What is expected:
Write out exactly the lines that run from the one containing "logo, as integer pixel positions." to the end of the entries below, with both end lines included.

*** Opening of Data for this exercise ***

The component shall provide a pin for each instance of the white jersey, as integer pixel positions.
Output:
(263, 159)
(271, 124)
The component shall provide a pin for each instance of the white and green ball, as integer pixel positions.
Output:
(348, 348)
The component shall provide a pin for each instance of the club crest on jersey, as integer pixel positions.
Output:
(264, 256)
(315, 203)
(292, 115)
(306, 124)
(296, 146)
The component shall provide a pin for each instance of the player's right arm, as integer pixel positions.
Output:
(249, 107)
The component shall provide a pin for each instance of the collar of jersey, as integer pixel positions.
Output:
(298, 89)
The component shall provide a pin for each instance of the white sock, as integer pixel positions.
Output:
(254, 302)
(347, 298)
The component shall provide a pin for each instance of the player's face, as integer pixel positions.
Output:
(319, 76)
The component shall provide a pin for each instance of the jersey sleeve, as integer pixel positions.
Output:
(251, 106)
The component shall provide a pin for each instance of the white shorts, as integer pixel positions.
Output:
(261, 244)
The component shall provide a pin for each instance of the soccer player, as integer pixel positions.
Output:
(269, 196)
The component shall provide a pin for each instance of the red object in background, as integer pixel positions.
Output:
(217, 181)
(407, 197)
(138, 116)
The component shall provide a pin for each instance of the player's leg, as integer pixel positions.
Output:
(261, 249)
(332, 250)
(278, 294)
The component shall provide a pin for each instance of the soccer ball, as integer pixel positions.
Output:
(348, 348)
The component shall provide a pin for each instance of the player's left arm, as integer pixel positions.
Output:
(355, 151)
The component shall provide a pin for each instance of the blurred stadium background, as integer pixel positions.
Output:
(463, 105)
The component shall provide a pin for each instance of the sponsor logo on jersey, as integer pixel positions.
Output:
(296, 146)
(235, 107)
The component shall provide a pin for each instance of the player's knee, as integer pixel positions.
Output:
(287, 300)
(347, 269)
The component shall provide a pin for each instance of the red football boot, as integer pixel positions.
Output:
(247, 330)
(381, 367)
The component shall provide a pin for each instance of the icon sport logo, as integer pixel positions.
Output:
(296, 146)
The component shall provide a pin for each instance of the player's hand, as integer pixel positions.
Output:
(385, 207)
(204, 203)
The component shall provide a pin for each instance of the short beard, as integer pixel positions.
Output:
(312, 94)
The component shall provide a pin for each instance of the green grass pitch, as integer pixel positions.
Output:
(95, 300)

*** Close of Data for this exercise ***

Problem solution:
The component shall provide a pin for each instance of the icon sport logo, as integer pixel positions.
Output:
(296, 146)
The component shall provide a pin for each instance of the player's hand, as integer pixel positions.
Output:
(385, 207)
(204, 203)
The component shall provide a pin for each instance of the short beard, as integer pixel positions.
Output:
(312, 94)
The component shall provide a pin for each instance of the green grass pitch, as integer pixel positions.
Output:
(95, 300)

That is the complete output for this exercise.